» **EXERCISE**
Return only the lines starting at the line that contains "For every instance of the campfire" and ending with the final line of the listing; include both endpoints.

» **ROWS**
'''
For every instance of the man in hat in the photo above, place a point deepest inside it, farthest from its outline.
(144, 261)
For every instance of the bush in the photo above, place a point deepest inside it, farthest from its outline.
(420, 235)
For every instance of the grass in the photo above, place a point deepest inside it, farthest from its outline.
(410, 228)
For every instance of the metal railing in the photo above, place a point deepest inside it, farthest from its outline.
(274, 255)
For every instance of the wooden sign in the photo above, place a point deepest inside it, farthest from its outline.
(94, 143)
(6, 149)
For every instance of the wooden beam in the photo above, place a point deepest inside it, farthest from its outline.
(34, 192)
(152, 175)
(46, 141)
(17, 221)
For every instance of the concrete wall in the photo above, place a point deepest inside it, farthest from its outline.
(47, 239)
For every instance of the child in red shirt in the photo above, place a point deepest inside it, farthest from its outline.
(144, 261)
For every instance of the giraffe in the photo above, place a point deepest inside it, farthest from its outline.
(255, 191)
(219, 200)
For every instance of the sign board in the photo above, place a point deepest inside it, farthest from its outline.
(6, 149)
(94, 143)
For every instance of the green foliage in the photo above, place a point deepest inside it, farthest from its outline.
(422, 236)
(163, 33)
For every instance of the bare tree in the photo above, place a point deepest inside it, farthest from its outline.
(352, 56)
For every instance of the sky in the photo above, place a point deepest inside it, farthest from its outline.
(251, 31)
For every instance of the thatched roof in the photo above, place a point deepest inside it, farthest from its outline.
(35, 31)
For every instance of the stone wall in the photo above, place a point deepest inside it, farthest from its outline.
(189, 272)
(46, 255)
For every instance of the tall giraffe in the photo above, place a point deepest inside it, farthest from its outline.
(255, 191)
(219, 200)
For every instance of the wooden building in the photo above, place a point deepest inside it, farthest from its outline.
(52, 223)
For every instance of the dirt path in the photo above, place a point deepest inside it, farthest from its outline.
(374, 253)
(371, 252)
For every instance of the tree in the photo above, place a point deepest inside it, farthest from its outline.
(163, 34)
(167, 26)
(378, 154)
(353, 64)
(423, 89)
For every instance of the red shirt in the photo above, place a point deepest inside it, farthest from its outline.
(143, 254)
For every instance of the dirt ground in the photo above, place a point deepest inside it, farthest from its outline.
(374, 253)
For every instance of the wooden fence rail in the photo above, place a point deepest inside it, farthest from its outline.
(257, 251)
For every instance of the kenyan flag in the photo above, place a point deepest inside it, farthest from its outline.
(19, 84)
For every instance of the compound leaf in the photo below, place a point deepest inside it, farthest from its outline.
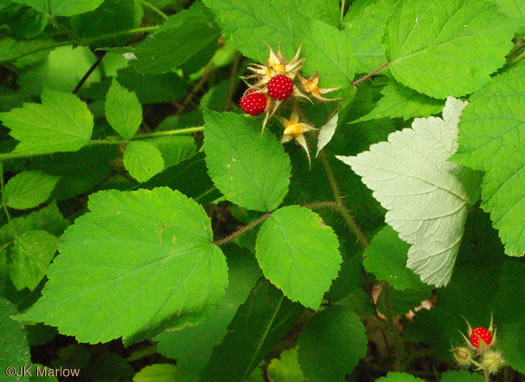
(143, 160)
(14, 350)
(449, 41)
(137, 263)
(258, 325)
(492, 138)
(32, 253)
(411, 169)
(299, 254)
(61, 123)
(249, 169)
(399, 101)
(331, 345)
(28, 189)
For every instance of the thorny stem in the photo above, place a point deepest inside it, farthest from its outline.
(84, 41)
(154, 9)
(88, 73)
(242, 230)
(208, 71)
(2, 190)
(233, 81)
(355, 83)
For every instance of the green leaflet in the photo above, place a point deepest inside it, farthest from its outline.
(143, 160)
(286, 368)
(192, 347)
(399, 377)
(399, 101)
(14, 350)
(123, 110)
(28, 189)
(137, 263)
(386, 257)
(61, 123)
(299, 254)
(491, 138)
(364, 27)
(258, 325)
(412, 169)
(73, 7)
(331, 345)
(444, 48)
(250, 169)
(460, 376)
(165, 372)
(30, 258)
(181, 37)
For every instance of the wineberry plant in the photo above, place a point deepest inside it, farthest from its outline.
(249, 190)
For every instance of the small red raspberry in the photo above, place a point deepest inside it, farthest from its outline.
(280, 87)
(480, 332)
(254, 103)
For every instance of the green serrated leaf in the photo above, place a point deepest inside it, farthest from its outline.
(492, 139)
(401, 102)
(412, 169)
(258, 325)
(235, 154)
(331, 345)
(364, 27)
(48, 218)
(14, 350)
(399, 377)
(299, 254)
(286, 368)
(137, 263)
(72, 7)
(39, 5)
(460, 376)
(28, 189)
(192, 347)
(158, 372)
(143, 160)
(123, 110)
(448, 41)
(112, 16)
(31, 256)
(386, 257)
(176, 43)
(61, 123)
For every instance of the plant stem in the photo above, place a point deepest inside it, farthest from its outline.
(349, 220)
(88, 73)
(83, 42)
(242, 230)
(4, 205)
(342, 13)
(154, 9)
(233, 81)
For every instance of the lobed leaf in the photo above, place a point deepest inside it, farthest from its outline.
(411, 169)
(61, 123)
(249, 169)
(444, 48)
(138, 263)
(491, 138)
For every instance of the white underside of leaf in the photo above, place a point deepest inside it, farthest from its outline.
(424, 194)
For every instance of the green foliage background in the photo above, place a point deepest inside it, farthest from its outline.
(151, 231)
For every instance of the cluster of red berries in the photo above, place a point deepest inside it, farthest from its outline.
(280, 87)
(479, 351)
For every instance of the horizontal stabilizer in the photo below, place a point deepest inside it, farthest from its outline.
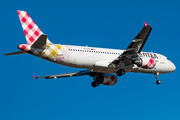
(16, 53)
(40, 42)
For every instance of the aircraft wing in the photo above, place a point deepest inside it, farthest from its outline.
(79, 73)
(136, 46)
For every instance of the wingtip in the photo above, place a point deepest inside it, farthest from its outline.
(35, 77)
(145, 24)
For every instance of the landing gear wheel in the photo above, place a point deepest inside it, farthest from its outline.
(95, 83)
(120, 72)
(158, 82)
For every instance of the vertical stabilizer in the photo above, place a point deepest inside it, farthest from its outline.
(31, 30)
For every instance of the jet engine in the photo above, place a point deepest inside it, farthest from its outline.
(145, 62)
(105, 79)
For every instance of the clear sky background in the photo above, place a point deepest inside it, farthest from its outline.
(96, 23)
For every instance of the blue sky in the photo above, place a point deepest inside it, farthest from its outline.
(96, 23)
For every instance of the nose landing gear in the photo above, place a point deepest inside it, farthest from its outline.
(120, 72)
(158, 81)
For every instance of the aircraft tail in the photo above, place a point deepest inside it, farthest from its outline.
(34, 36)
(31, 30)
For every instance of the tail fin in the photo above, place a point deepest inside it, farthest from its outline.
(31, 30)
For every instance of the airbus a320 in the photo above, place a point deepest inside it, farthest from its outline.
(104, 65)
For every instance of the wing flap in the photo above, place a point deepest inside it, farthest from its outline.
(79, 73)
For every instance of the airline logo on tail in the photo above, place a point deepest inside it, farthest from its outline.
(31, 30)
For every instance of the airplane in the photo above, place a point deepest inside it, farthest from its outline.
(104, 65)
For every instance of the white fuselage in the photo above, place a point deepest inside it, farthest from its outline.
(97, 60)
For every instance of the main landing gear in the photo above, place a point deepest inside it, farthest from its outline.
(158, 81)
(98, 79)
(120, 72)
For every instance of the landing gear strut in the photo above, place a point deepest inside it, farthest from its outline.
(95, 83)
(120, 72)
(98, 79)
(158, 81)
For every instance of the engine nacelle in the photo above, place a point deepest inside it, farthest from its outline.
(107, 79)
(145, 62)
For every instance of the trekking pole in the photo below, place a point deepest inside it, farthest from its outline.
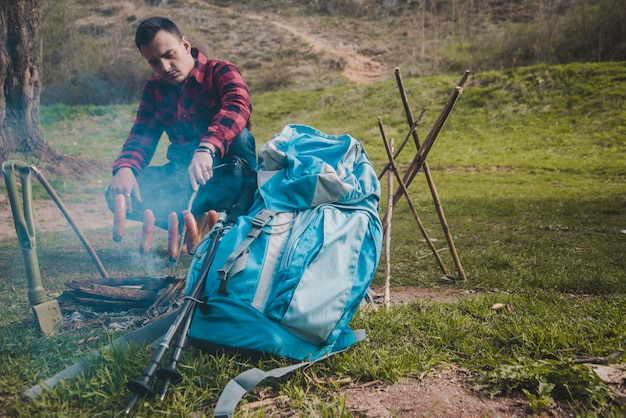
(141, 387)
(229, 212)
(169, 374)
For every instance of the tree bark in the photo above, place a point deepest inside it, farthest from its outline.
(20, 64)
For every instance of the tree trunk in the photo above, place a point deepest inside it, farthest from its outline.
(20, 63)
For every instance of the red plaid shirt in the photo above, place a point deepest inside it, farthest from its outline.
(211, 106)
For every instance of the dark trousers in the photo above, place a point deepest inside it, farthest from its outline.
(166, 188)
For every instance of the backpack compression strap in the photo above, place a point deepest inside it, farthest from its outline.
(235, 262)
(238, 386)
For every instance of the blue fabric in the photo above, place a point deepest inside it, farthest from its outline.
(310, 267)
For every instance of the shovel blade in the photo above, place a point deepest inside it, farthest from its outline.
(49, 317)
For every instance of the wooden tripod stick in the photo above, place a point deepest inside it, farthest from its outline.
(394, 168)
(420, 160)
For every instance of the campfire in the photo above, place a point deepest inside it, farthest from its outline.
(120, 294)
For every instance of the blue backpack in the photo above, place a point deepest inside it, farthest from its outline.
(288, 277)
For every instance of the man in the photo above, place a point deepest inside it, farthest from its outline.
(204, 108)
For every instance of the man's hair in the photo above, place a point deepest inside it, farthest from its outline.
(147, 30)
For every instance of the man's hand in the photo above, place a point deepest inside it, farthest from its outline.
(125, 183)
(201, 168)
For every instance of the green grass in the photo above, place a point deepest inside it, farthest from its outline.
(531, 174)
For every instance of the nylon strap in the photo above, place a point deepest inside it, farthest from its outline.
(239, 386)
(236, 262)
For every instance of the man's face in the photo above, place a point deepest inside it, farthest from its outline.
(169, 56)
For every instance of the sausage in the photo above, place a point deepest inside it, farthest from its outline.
'''
» **WRITTEN RESPONSE**
For every instance of the campfire in the photo above, place a point deepest inside it, farthest from its outline.
(120, 294)
For every instance of the blue backpack in the photo above, place a point deepest inside it, farthest from its outline.
(288, 277)
For every instance of the man in the photo above, place a point deepest inside it, farthest from its outline.
(204, 108)
For every instance of the man's hair in the photo above, place a point deepest inside it, farthest from its outline.
(147, 30)
For every instance of the man's hand in the photo above, place a point deepest inside it, farthest from its outline.
(125, 183)
(201, 168)
For every instance of the green grass in the photo above, place a point deepest inside it, farthest from its outline.
(531, 174)
For every instance of the nylon strap in the photo above, place a point deepest inside it, farthest from its outline.
(239, 386)
(236, 262)
For every instance of the man's face in the photo above, place a point deepest inside it, farthest from its outline.
(169, 56)
For every instance of the sausage in the photo above, place a point deepest inside it, farthest from its outline.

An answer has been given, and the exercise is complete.